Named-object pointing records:
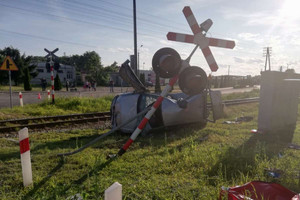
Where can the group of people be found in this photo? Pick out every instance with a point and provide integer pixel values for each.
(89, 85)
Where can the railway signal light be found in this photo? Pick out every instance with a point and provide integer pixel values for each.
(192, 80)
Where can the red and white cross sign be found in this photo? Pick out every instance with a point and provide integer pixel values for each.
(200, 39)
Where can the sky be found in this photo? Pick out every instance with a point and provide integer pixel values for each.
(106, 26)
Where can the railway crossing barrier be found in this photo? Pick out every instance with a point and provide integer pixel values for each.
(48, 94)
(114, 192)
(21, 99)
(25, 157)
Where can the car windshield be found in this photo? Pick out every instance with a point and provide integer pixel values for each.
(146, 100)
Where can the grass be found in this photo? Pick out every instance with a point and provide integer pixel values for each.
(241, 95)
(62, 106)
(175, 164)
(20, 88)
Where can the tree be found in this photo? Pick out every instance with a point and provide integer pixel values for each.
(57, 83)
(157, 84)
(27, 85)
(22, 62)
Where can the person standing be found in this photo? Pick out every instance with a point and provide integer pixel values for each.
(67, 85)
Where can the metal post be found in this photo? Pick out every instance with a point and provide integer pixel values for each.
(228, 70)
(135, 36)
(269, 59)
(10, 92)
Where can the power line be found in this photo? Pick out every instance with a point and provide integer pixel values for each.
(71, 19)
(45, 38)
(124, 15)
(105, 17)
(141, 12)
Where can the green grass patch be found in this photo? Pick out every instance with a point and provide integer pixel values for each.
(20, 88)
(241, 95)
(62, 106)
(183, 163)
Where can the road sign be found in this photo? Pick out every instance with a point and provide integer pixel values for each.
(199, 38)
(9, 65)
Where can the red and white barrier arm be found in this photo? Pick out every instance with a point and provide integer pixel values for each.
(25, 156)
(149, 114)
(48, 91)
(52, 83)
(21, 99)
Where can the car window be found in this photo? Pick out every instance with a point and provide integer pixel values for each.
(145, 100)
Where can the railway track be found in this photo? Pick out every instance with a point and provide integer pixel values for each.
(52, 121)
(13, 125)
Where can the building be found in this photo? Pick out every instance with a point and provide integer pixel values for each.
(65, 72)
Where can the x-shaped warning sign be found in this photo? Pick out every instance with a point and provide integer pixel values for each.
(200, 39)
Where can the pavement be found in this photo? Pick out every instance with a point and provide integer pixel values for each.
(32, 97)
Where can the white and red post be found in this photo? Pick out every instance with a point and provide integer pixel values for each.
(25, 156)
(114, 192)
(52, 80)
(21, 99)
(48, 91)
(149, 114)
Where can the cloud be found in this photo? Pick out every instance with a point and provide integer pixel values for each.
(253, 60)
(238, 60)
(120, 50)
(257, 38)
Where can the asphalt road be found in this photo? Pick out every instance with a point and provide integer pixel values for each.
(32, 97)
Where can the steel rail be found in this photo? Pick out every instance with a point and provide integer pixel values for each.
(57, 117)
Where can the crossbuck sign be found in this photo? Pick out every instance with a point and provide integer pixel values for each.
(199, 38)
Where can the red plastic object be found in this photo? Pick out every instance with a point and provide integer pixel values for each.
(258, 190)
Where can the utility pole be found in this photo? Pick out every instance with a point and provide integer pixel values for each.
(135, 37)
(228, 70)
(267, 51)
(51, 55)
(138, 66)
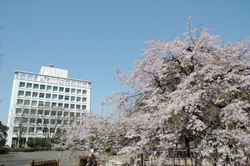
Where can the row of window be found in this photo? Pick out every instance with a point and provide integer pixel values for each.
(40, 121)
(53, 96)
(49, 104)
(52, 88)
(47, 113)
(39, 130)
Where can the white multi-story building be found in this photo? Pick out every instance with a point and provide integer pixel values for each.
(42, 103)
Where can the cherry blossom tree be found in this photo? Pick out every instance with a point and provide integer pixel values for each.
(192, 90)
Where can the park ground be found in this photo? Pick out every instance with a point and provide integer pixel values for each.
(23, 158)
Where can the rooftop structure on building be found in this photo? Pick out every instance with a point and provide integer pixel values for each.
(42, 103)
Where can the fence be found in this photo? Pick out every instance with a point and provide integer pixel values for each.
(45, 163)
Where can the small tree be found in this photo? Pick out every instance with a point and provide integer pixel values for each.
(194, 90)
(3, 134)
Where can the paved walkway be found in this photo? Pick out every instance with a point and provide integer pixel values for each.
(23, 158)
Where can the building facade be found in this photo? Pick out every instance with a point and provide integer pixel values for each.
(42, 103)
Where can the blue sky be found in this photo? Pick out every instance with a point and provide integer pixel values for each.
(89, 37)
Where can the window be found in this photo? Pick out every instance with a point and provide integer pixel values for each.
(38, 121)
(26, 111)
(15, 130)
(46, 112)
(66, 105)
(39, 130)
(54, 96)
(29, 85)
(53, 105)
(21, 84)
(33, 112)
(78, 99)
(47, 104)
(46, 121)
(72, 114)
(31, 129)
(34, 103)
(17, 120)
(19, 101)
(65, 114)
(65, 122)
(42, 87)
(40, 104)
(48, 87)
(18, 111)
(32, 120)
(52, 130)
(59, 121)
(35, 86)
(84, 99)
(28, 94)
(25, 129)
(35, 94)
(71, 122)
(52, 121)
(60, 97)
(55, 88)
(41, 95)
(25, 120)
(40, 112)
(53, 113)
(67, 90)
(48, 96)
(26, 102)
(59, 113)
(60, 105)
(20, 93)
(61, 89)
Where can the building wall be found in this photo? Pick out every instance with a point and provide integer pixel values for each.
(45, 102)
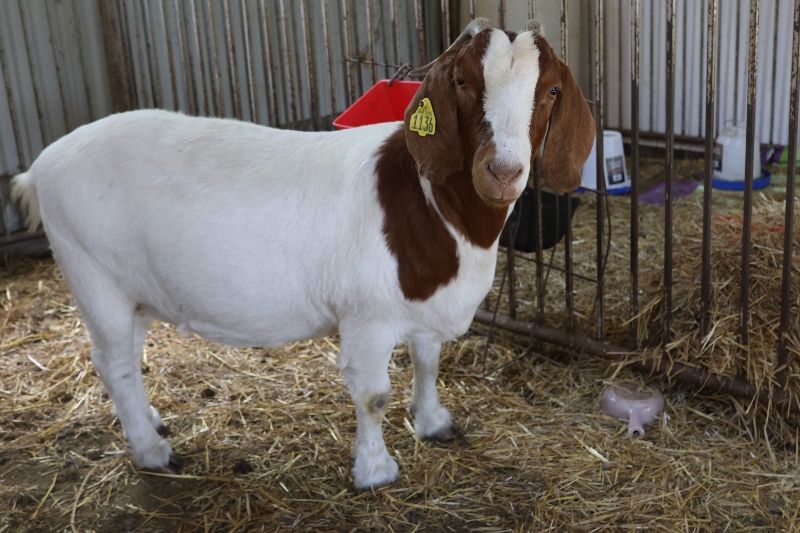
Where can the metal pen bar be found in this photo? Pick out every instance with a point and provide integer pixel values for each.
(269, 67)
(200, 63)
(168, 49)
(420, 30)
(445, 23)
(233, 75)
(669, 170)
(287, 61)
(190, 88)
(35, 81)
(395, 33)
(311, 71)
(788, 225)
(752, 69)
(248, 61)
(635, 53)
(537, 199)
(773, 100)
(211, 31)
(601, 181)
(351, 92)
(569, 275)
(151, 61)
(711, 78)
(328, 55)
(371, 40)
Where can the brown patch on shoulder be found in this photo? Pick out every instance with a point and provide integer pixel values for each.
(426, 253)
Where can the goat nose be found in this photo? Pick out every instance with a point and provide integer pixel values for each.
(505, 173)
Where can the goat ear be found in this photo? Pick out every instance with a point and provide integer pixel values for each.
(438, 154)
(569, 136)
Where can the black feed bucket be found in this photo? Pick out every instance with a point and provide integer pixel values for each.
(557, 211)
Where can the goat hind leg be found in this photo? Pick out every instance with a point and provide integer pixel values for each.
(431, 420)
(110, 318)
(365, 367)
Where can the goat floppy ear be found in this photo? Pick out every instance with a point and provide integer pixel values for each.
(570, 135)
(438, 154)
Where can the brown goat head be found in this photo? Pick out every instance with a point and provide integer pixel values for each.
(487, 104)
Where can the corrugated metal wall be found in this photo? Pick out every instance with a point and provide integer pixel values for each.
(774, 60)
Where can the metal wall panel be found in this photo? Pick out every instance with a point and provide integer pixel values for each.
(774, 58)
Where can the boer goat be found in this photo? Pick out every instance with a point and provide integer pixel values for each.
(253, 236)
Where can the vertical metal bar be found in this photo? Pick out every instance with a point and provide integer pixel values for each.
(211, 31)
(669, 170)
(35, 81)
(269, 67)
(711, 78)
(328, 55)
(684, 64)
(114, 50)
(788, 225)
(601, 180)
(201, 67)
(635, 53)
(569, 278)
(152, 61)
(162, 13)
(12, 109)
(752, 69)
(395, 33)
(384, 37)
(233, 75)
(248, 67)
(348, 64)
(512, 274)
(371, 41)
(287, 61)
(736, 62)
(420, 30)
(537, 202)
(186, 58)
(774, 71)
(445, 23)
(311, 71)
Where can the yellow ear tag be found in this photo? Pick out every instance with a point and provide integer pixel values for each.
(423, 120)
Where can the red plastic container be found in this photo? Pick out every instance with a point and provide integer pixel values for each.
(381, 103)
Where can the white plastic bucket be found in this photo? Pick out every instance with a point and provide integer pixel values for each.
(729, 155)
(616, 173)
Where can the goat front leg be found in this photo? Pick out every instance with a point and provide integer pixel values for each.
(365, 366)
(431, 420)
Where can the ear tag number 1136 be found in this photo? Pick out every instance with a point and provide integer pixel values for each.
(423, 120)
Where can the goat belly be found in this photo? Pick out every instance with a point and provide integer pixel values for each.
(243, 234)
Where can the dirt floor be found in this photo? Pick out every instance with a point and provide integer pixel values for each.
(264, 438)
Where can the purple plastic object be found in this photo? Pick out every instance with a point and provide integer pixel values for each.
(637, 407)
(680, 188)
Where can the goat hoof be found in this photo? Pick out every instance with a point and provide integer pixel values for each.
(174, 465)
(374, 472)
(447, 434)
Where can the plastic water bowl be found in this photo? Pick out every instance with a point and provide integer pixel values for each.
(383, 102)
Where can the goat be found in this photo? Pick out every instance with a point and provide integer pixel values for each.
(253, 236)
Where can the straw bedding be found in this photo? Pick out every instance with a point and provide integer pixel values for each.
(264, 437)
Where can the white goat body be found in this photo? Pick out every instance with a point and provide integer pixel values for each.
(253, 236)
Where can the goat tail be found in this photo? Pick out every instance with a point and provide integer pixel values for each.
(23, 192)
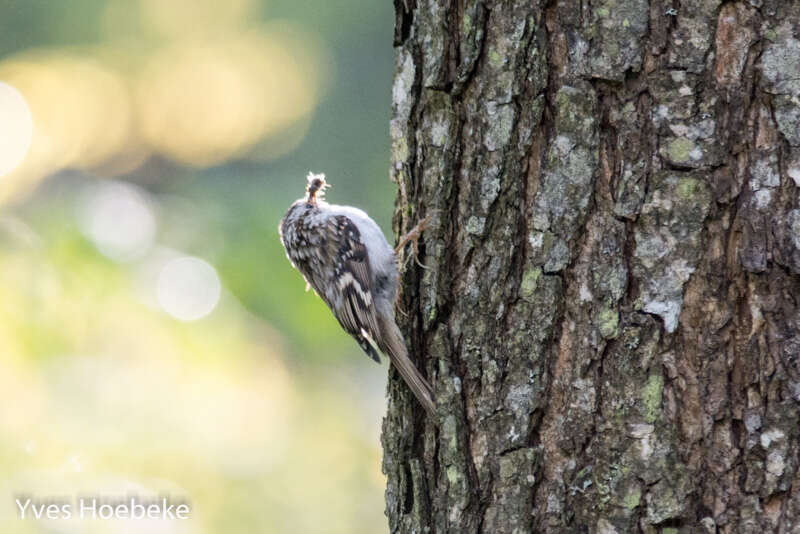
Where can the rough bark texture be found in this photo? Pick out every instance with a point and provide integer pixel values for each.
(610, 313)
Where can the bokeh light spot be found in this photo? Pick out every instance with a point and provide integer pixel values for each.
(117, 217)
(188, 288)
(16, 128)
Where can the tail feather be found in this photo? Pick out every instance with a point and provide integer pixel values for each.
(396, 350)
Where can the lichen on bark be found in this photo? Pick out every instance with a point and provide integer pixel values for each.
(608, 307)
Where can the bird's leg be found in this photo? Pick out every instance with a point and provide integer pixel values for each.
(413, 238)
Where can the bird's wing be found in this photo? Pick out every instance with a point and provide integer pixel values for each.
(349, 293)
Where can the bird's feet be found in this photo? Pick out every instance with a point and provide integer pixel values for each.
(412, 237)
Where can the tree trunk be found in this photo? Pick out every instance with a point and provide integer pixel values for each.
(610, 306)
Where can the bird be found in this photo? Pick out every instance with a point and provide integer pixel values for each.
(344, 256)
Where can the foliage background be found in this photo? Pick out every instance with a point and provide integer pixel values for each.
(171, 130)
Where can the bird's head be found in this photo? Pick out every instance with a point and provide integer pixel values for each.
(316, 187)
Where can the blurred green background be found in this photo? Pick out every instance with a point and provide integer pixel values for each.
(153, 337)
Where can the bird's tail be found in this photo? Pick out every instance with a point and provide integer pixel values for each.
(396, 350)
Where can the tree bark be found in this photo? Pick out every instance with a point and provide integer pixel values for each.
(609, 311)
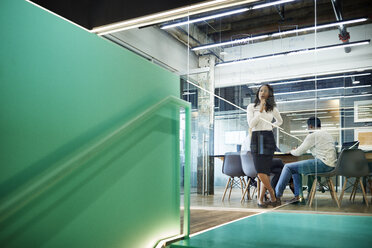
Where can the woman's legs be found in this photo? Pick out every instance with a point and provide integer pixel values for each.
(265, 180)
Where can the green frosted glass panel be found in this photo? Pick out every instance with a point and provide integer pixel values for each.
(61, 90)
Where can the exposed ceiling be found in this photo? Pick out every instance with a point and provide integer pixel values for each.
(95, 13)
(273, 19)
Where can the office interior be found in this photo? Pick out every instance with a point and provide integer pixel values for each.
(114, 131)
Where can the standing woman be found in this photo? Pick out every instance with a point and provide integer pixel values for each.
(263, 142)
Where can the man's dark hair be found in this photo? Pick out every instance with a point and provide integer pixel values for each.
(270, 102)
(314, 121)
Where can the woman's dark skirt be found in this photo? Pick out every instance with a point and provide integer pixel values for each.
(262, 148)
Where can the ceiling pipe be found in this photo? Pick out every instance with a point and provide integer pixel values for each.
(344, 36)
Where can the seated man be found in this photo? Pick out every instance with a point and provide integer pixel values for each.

_Description of the task_
Take the line that contains "Where can the green frosted" and each line after it down to the last of the records, and retype them exactly; add nothing else.

_Task result_
Where can the green frosted glass panel be found in this photo? Pick out every instance with a point and provide integer pixel values for each.
(61, 90)
Where can the exposed ceiling be found in this photo? Pick out every instance with a point and provide integer pixel values for each.
(95, 13)
(273, 19)
Where can the office interior be found in this photo? Pick out every instance with a point and provide integer pixel values for each.
(114, 131)
Where can the standing woman be found in this photo? Pick out every instance with a point and provide integer pixel values for each.
(263, 142)
Where can the man's dark hair be found in this photo? Pick out every instance with a point and provide integer pixel values for each.
(270, 102)
(314, 121)
Where can the woman's dark skirt be found in this photo? Pick out every instance with a point and provide integer pixel values for each.
(262, 148)
Where can the ceiling pipe be found in this photo? Pick out every instance with a point and provide integer pixel values for each.
(344, 36)
Where can the seated man be found in this photo? Pick out every instance with a point and provide integer pixel values for each.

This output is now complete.